### WHAT THE EXERCISE ASKS:
Please rewrite the records as a Markdown table, starting at the first line and ending with the line containing "[0,446,507,652]", with both ends included. Use a Row column for the row number and a Line column for the line itself, and leave out blank lines.

-- DATA LINES start --

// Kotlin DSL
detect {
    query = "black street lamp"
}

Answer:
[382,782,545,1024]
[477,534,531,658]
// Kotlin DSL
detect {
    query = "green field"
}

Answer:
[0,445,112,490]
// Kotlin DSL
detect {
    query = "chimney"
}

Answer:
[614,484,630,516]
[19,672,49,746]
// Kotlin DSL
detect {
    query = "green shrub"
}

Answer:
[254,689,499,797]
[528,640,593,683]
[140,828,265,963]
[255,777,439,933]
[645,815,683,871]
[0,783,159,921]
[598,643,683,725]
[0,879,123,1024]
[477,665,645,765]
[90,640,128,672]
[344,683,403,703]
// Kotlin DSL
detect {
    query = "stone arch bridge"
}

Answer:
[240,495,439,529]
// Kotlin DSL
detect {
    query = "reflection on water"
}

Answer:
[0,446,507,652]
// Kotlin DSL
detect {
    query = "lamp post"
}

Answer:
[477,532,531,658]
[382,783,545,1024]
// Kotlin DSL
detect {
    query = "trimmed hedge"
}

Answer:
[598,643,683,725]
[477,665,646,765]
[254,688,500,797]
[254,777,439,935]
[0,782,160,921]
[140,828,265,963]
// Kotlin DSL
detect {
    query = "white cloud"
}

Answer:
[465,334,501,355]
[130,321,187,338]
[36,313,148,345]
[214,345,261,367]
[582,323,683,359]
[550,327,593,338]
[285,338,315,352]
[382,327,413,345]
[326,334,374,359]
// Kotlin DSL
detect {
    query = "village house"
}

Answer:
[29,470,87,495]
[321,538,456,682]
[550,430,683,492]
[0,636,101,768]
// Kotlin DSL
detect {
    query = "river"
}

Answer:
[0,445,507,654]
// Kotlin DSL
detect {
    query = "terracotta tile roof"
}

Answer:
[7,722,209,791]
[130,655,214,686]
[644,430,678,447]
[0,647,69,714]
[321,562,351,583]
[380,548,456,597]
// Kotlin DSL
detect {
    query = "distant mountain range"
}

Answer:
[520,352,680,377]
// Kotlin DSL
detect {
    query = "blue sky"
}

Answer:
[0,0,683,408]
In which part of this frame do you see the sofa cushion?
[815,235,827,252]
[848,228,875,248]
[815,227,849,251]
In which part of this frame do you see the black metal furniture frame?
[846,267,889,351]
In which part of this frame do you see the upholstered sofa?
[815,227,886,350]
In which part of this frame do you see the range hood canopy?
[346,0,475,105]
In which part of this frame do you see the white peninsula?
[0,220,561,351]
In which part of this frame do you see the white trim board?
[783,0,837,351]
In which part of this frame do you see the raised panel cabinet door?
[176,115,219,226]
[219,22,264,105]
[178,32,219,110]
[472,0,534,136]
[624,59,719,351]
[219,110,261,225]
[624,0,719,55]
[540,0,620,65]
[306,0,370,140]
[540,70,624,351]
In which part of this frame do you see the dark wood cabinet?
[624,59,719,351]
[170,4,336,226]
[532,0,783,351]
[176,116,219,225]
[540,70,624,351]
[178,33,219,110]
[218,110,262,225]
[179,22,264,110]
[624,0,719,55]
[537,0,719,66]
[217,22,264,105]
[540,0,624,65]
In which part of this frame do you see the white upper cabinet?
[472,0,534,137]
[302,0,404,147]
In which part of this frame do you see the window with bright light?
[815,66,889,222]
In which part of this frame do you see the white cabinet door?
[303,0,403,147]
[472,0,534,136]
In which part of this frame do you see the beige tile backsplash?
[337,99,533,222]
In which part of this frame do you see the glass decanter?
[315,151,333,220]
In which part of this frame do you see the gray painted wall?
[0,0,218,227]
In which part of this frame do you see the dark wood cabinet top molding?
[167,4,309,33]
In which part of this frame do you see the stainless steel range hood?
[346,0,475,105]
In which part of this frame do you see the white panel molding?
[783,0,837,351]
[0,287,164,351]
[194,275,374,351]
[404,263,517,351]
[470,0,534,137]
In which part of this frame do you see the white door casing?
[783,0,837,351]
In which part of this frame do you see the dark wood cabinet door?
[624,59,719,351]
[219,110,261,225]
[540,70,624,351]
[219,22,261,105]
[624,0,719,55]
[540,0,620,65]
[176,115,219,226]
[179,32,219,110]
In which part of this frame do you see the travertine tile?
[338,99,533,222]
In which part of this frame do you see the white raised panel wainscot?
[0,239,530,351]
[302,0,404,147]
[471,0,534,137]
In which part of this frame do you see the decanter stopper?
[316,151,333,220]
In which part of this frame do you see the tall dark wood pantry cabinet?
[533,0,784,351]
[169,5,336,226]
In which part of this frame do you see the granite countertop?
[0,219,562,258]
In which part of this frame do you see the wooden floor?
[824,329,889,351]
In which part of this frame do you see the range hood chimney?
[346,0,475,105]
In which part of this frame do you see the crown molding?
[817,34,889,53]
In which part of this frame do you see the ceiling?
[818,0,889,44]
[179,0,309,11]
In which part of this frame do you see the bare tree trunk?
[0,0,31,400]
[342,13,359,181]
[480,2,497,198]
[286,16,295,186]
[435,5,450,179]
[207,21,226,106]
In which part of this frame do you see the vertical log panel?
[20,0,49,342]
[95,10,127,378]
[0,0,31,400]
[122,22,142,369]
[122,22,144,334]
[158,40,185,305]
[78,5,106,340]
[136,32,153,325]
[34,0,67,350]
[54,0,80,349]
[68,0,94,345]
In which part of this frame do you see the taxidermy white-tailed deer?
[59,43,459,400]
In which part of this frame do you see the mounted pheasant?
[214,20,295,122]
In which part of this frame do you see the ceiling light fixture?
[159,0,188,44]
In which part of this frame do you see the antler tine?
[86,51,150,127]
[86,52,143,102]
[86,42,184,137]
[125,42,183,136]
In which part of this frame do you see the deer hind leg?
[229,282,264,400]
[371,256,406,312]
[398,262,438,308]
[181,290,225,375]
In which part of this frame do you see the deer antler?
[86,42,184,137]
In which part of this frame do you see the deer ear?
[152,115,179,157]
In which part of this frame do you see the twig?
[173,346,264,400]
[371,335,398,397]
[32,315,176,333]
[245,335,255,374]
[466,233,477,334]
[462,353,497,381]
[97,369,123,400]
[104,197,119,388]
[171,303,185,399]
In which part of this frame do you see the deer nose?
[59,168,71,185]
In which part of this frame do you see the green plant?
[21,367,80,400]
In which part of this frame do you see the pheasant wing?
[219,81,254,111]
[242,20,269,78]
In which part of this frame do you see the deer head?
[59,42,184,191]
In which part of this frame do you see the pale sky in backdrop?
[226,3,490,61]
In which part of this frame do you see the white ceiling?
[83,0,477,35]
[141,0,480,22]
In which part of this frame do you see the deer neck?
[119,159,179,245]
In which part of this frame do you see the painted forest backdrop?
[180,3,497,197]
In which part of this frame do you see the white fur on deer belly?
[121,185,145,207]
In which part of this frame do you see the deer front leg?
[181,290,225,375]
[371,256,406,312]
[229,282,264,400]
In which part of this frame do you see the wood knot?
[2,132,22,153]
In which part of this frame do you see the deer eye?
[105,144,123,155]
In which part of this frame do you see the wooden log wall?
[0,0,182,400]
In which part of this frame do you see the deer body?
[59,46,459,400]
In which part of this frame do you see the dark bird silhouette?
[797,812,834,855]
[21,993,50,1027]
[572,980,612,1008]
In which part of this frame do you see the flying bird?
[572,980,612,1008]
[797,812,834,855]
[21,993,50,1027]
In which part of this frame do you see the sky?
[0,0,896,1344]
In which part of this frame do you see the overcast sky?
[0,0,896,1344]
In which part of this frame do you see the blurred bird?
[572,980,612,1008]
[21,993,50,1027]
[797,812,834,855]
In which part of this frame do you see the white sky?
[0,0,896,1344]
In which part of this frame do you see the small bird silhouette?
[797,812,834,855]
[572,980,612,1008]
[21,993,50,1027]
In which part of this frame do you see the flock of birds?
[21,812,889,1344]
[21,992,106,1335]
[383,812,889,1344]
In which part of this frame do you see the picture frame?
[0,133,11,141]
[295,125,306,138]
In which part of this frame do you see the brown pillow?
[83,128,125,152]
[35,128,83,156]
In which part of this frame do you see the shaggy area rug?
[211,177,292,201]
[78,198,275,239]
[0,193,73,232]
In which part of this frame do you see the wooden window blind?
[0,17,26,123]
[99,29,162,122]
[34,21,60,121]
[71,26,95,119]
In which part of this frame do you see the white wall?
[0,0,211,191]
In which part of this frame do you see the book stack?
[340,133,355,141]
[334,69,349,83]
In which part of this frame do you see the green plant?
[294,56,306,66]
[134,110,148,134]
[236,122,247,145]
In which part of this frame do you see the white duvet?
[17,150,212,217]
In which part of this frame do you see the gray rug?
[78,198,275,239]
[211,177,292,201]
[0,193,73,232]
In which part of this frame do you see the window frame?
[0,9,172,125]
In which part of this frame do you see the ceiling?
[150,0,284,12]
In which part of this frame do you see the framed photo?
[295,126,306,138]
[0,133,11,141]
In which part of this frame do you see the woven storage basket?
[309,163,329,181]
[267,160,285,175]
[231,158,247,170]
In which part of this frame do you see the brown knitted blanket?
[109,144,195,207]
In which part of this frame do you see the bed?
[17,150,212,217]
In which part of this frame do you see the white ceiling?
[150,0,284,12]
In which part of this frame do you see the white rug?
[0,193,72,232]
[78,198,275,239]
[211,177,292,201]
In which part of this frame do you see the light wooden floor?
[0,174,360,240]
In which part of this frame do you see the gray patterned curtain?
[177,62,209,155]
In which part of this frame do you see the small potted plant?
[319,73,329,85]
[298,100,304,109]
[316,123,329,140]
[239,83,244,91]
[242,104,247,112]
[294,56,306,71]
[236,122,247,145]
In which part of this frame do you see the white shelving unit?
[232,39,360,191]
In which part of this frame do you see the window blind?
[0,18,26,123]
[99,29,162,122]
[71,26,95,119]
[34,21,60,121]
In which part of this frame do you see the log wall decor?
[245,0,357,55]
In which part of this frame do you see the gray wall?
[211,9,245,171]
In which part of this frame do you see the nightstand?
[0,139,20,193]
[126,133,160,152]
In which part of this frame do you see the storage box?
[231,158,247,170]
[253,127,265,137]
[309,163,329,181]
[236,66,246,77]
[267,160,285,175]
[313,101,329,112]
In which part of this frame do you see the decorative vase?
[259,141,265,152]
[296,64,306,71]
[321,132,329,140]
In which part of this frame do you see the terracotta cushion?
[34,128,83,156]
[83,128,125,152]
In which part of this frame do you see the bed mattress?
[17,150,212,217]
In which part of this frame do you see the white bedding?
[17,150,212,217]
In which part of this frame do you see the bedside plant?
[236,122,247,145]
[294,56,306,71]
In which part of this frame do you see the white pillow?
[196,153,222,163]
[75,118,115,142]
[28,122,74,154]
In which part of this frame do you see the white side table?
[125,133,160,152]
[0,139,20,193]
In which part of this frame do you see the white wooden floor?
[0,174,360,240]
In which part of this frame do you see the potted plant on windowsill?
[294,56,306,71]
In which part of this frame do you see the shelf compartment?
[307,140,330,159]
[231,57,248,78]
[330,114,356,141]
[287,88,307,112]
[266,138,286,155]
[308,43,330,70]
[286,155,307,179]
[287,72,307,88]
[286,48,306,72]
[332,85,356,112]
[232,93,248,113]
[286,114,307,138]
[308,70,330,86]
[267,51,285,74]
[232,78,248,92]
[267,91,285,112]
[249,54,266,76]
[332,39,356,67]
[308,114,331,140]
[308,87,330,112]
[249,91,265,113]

-- DATA LINES end --

### FINAL RESULT:
| Row | Line |
|---|---|
| 1 | // Kotlin DSL |
| 2 | detect { |
| 3 |     query = "black street lamp" |
| 4 | } |
| 5 | Answer: |
| 6 | [382,782,545,1024] |
| 7 | [477,534,531,658] |
| 8 | // Kotlin DSL |
| 9 | detect { |
| 10 |     query = "green field" |
| 11 | } |
| 12 | Answer: |
| 13 | [0,445,112,490] |
| 14 | // Kotlin DSL |
| 15 | detect { |
| 16 |     query = "chimney" |
| 17 | } |
| 18 | Answer: |
| 19 | [614,484,630,516] |
| 20 | [19,672,49,746] |
| 21 | // Kotlin DSL |
| 22 | detect { |
| 23 |     query = "green shrub" |
| 24 | } |
| 25 | Answer: |
| 26 | [254,689,499,797] |
| 27 | [528,640,593,683] |
| 28 | [140,828,265,963] |
| 29 | [255,777,439,933] |
| 30 | [645,815,683,871] |
| 31 | [0,783,159,921] |
| 32 | [598,643,683,725] |
| 33 | [0,879,123,1024] |
| 34 | [477,665,645,765] |
| 35 | [90,640,128,672] |
| 36 | [344,683,403,703] |
| 37 | // Kotlin DSL |
| 38 | detect { |
| 39 |     query = "stone arch bridge" |
| 40 | } |
| 41 | Answer: |
| 42 | [240,495,439,529] |
| 43 | // Kotlin DSL |
| 44 | detect { |
| 45 |     query = "reflection on water" |
| 46 | } |
| 47 | Answer: |
| 48 | [0,446,507,652] |